Direction 1 –
Answer these questions from the forum thread:
(a) What does the forum thread say company executives can do with the money in a US DB pension?
(b) What would kcowan top out nowadays before using the RRSP?
(c) How much work a year does the bookkeeping work out to, once a spreadsheet is used?
Direction 2 – Write the rows as a JSON list of strings, one string per line, leaving out blank lines. Start with the line containing "Where can the green" and go through the line containing "point(356, 69)".

Passage –

BEGIN

Note that if the DB pension is a US pension, there is the additional disadvantage that company executives can "borrow" from the pension money to pay executive salaries/bonuses and if the company then declares bankruptcy, the borrowed money does not have to be paid back. From what I have read, the rules in Canada don't allow this.


Cheers


----------



## Eclectic12 (Oct 20, 2010)

kcowan said:


> ... The RRSP is just an opportunity to have your tax money to put to use until you pay the tax on withdrawal. In my case, I really appreciated that option, but nowadays I would top out my TFSA before using the RRSP.


Where one is in a higher income level and estimates their income to be much lower in retirement, there may be a tax rate advantage.




kcowan said:


> ... It is also useful for investments that are a nightmare for record keeping like REITs. You can ignore everything since it is tax-protected.


Where one hates the paperwork ... sure.

Having gone from discovering the bookkeeping that needed to be done, after the info was not easily available (painful!) to learning what was required ... with the use of a spreadsheet, it is more tedious than anything. It works out to about forty-five minutes of work a year.

END

Record list –
BEGIN

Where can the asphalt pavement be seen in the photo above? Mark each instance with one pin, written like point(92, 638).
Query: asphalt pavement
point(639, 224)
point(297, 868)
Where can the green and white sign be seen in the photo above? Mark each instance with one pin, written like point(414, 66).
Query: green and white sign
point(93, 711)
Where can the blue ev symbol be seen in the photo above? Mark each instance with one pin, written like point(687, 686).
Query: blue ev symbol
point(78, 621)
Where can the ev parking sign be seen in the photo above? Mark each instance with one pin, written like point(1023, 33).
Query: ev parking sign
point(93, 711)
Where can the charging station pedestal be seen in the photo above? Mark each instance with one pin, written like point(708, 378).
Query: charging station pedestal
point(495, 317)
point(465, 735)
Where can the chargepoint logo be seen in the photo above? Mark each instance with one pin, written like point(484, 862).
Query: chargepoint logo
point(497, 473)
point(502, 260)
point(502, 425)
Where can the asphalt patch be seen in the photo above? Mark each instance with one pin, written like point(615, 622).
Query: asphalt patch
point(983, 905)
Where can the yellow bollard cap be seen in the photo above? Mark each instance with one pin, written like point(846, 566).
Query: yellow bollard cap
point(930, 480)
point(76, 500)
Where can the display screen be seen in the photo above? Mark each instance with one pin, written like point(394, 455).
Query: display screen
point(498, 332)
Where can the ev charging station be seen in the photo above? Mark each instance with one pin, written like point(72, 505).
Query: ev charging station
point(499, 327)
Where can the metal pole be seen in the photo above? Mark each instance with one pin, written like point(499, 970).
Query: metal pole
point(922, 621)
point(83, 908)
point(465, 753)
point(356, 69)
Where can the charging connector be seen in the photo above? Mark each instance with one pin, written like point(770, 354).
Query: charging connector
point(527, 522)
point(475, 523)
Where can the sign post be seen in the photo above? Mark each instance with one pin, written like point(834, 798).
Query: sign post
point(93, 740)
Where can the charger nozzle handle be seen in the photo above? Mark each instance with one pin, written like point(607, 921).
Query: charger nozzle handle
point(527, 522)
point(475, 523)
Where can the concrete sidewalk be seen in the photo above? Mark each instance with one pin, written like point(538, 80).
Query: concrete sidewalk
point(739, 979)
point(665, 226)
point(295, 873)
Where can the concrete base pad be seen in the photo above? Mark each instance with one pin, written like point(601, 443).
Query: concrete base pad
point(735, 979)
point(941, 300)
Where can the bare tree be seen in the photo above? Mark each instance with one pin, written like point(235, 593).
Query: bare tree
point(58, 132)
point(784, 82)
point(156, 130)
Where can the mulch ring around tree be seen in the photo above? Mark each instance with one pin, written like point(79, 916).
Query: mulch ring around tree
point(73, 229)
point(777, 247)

END

Result 1 –
(a) They can "borrow" from the pension money to pay executive salaries/bonuses.
(b) The TFSA.
(c) About forty-five minutes.

Result 2 –
[
  "Where can the green and white sign be seen in the photo above? Mark each instance with one pin, written like point(414, 66).",
  "Query: green and white sign",
  "point(93, 711)",
  "Where can the blue ev symbol be seen in the photo above? Mark each instance with one pin, written like point(687, 686).",
  "Query: blue ev symbol",
  "point(78, 621)",
  "Where can the ev parking sign be seen in the photo above? Mark each instance with one pin, written like point(1023, 33).",
  "Query: ev parking sign",
  "point(93, 711)",
  "Where can the charging station pedestal be seen in the photo above? Mark each instance with one pin, written like point(708, 378).",
  "Query: charging station pedestal",
  "point(495, 317)",
  "point(465, 735)",
  "Where can the chargepoint logo be seen in the photo above? Mark each instance with one pin, written like point(484, 862).",
  "Query: chargepoint logo",
  "point(497, 473)",
  "point(502, 260)",
  "point(502, 425)",
  "Where can the asphalt patch be seen in the photo above? Mark each instance with one pin, written like point(615, 622).",
  "Query: asphalt patch",
  "point(983, 905)",
  "Where can the yellow bollard cap be seen in the photo above? Mark each instance with one pin, written like point(846, 566).",
  "Query: yellow bollard cap",
  "point(930, 480)",
  "point(76, 500)",
  "Where can the display screen be seen in the photo above? Mark each instance with one pin, written like point(394, 455).",
  "Query: display screen",
  "point(498, 332)",
  "Where can the ev charging station be seen in the photo above? Mark each instance with one pin, written like point(72, 505).",
  "Query: ev charging station",
  "point(499, 327)",
  "Where can the metal pole be seen in the photo above? Mark each instance with one pin, written like point(499, 970).",
  "Query: metal pole",
  "point(922, 621)",
  "point(83, 908)",
  "point(465, 753)",
  "point(356, 69)"
]